> _EXTRAIT CHOISI_

|---|

A VERSER AU DOSSIER DE "MALLONA"
Deux articles extraits de "PLANETE" (N°8)

OUI, LA VIE EXISTE AILLEURS !
par Charles-Noël MARTIN (*)


"Aucune humanité ne pourra vaincre le cosmos
sans avoir atteint à un mode de vie supérieur."
EFREMOV

(Cité par PLANETE N°6)


(*) Charles-Noël Martin est un chercheur et vulgarisateur scientifique mondialement connu. Il a publié dix ouvrages de science et de vulgarisation qui totalisent quarante traductions en douze langues étrangères. Il a également rédigé une importante bibliographie avec des commentaires sur l'œuvre mathématique et humaniste d'Albert Einstein, et écrit un ouvrage de philosophie intitulé L'HOMME GALACTIOUE, introduction à la philosophie du troisième millénaire. Il a été à l'origine de la diffusion en France des travaux effectués aux USA sur la présence de la vie fossile dans les météorites, travaux qu'il a exposés pour le grand public par la presse, la radio, la télévision, des livres, etc.

|---|

> _CONSIGNE_
D'après l'extrait choisi, combien de traductions les dix ouvrages de Charles-Noël Martin totalisent-ils, et en combien de langues étrangères ?

> _DONNÉES FOURNIES_
|---|

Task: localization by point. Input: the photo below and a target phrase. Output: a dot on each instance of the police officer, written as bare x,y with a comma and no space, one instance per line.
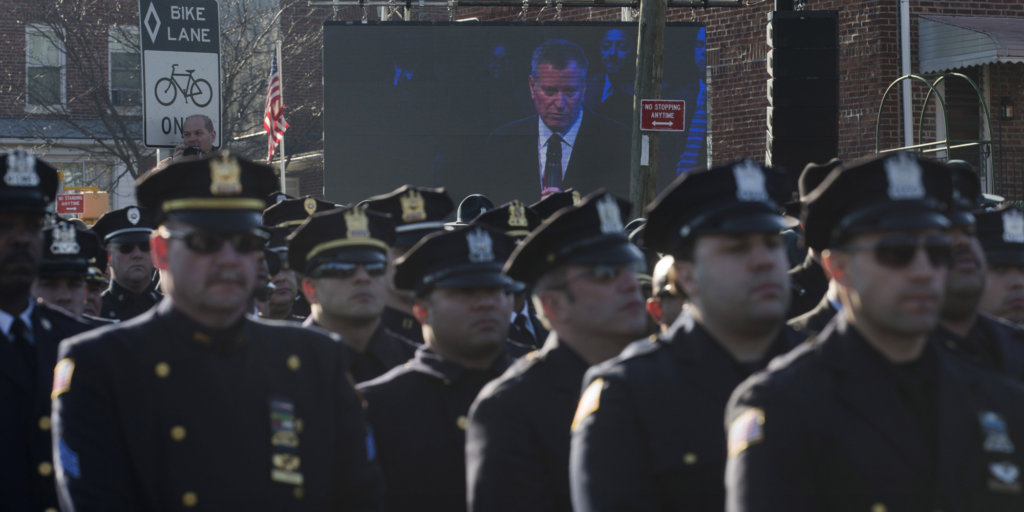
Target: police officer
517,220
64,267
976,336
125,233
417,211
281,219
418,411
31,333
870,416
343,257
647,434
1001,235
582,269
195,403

|---|

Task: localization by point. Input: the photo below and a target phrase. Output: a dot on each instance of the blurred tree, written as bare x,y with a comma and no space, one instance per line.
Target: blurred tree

|---|

> _RÉSULTAT DE L'EXERCICE_
Ils totalisent quarante traductions en douze langues étrangères.